>> start SUPPLIED RECORDS

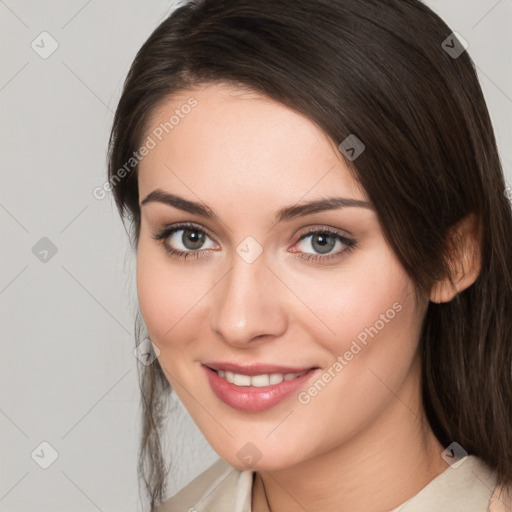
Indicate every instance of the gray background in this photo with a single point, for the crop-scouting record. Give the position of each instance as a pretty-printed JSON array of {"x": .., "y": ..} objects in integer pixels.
[{"x": 68, "y": 373}]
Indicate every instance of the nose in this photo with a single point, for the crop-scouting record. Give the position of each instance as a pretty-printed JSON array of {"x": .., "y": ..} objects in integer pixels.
[{"x": 248, "y": 304}]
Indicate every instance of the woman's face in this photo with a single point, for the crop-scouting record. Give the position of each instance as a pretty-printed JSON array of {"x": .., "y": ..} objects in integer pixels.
[{"x": 260, "y": 288}]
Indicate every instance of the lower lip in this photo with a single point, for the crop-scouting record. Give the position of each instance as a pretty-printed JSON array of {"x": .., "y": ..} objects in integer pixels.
[{"x": 251, "y": 398}]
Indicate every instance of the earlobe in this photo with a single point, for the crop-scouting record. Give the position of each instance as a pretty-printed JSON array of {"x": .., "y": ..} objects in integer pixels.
[{"x": 465, "y": 260}]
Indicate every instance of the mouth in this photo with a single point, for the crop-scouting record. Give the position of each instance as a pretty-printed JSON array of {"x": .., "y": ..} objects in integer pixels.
[
  {"x": 257, "y": 380},
  {"x": 250, "y": 389}
]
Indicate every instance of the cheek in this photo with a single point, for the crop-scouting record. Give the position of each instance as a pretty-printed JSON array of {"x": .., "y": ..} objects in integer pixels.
[{"x": 168, "y": 299}]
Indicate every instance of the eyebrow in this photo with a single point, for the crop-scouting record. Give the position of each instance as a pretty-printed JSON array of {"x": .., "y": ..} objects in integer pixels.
[{"x": 284, "y": 214}]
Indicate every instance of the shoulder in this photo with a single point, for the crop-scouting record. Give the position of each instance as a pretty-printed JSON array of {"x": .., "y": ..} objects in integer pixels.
[
  {"x": 501, "y": 499},
  {"x": 219, "y": 488}
]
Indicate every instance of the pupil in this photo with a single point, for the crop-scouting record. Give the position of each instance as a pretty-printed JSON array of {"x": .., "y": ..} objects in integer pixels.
[
  {"x": 324, "y": 245},
  {"x": 194, "y": 240}
]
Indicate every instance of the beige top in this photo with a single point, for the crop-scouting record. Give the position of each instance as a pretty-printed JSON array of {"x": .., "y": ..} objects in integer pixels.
[{"x": 469, "y": 488}]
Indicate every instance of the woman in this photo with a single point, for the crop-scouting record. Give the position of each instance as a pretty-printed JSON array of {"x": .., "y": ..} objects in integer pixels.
[{"x": 324, "y": 255}]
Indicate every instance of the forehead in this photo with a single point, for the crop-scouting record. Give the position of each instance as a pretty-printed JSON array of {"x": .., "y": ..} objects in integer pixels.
[{"x": 225, "y": 140}]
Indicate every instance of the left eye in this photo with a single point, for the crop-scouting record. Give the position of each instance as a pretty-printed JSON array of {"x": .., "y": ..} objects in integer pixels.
[{"x": 324, "y": 241}]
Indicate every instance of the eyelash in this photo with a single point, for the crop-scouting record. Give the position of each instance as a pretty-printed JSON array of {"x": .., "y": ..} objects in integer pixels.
[{"x": 165, "y": 233}]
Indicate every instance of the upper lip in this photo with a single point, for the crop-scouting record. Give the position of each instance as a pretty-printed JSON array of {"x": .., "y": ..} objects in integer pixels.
[{"x": 256, "y": 368}]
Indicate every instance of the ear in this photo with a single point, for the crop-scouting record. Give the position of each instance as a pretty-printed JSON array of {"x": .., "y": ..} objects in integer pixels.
[{"x": 465, "y": 257}]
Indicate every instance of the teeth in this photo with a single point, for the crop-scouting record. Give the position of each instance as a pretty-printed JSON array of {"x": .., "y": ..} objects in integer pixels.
[{"x": 257, "y": 381}]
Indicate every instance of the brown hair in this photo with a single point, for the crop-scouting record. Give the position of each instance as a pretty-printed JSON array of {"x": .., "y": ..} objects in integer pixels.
[{"x": 376, "y": 69}]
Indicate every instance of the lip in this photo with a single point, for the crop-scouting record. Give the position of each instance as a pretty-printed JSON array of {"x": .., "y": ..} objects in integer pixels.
[
  {"x": 252, "y": 398},
  {"x": 255, "y": 368}
]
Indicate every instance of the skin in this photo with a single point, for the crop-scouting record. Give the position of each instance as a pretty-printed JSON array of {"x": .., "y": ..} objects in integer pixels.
[{"x": 246, "y": 156}]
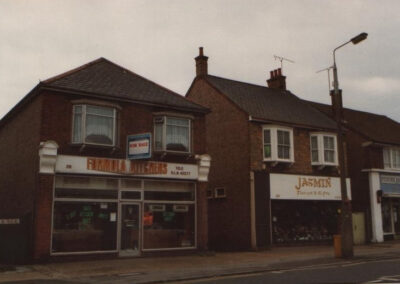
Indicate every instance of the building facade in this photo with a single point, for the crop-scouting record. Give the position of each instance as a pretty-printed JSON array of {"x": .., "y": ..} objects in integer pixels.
[
  {"x": 101, "y": 161},
  {"x": 274, "y": 178},
  {"x": 373, "y": 142}
]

>> end SUPPLIED RECORDS

# INSTRUCTIONS FOR THE TASK
All of the lines above should be printed exactly, minus the pictures.

# CORRECT RESULT
Indicate every instance of the gray background in this photo with a single point, for the crop-scouting record. Give the position of each instance as a pretty-printed JSON array of {"x": .., "y": ..} objects in integer pixels.
[{"x": 68, "y": 373}]
Indicate every instance of the nose in this photo with a single point, for the crop-scouting record. Give the position of each instance as a pretty-printed JSON array of {"x": .., "y": ..} objects in integer pixels.
[{"x": 248, "y": 304}]
Indicate every instance of the woman's face in this photo with a single point, for the crop-scouting record. Give the position of each instance as a pretty-printed JSON array of {"x": .., "y": ..} objects in integer pixels.
[{"x": 260, "y": 288}]
Indicate every instance of the lower lip in this photo with a single point, for the crop-scouting record. Give the position of each instance as a pretty-printed JSON array of {"x": .., "y": ..} objects in integer pixels.
[{"x": 251, "y": 398}]
Indicate every instance of the earlobe in this photo with a single point, for the crop-scouting record. Give the position of each instance as a pretty-printed JSON array of {"x": .., "y": ..} objects in integer pixels.
[{"x": 465, "y": 260}]
Indicate every instance of the mouth in this photo with a single point, for the crop-scouting record. Give the position of each instance as a pretty-printed JSON array of {"x": .., "y": ..} objects in integer pixels.
[
  {"x": 257, "y": 380},
  {"x": 250, "y": 389}
]
Indicate every instance of the cheek in this photo with a single point, for the crop-scouting record. Give the position of each instance as a pretty-printed JSON array of {"x": .., "y": ..} objects in integer pixels.
[{"x": 168, "y": 299}]
Indicate every instance of the eyebrow in this photo with a single point, for the crop-scouting record. Give the position of each instance as a pretty-printed JSON array of {"x": .., "y": ..} objects in integer pixels.
[{"x": 284, "y": 214}]
Indicate every instance of the shoulder in this photo with a single point, for the crop-scouting record. Give the position of each instance as a pretty-printed JSON array of {"x": .., "y": ..} objects in integer pixels.
[
  {"x": 501, "y": 499},
  {"x": 219, "y": 488}
]
Indicate every instance of the pupil in this photo with a single point, for the crop-scouting record. Give the position of each instance as a pretty-printed JSON array of {"x": .., "y": ..} objects in integer pixels.
[
  {"x": 324, "y": 245},
  {"x": 194, "y": 240}
]
Indicate every instance of the beige top in this photo with a single point, for the crop-scouting record. Give the position of each instance as a pretty-printed JSON array of {"x": .., "y": ..} objects in integer pixels.
[{"x": 469, "y": 488}]
Indicate every instance of the woman in this photo with a single point, for the crop-scouting record. Give the position of each instance as a pretty-printed JSON array of {"x": .., "y": ..} objects in integer pixels.
[{"x": 324, "y": 255}]
Indicate every instance of the forehead in this photo with a single point, for the crop-scouting record. Give the position of each instance as a pretty-printed JSON array of {"x": .., "y": ..} objects in integer pixels.
[{"x": 225, "y": 140}]
Indicate every instance of the left eye in this photo with a single point, for the crop-scouting record. Give the position of each instance as a pretty-printed JSON array of {"x": .., "y": ..} objects in integer pixels.
[{"x": 324, "y": 241}]
Indicate every instance of the eyelash in this photo with a single point, for the crop-scouting record. Give the position of each instance as a pretty-printed JSON array of {"x": .., "y": ..} objects in integer pixels.
[{"x": 165, "y": 233}]
Indicate every instance of the upper lip in this photo with a single point, for the crop-scouting record. Give the position of each instance as a pretty-printed JSON array of {"x": .., "y": ..} objects in integer pixels.
[{"x": 256, "y": 368}]
Indicate every instance of the ear in this photo with a single point, for the crop-scouting record. Give the position of each instance as a pretty-printed JSON array of {"x": .., "y": ..} objects in integer pixels.
[{"x": 465, "y": 257}]
Indicate every instance of the teeth in this photo with a single point, for the crop-scouting record. Give the position of each instance as a pretty-printed JSON array of {"x": .., "y": ..} objects in integer pixels.
[{"x": 257, "y": 381}]
Indicate every instance of the brown hair in this photo with a single point, for the crop-scouting record. Give the position of each instance as a pretty-printed JSON array of {"x": .., "y": ..} objects in integer pixels.
[{"x": 376, "y": 69}]
Indicate every instance of the lip in this photo with a single point, for the crop-scouting record. Give the position of each instance as a pretty-printed JSON array of {"x": .., "y": ..} objects in integer pixels.
[
  {"x": 252, "y": 398},
  {"x": 255, "y": 368}
]
Indicate every instance of the skin in this photo with a single point, for the crop-scouting record. Give the position of each instance as a pretty-printed JSON array of {"x": .., "y": ..} objects in integer pixels.
[{"x": 246, "y": 156}]
Indicate every instance of the building facade in this photo with a single point, for the crop-scouting record. Give the position of each instance as a pretty-printed JSON array of {"x": .., "y": ..} objects in integer pixels.
[
  {"x": 101, "y": 161},
  {"x": 274, "y": 178},
  {"x": 373, "y": 142}
]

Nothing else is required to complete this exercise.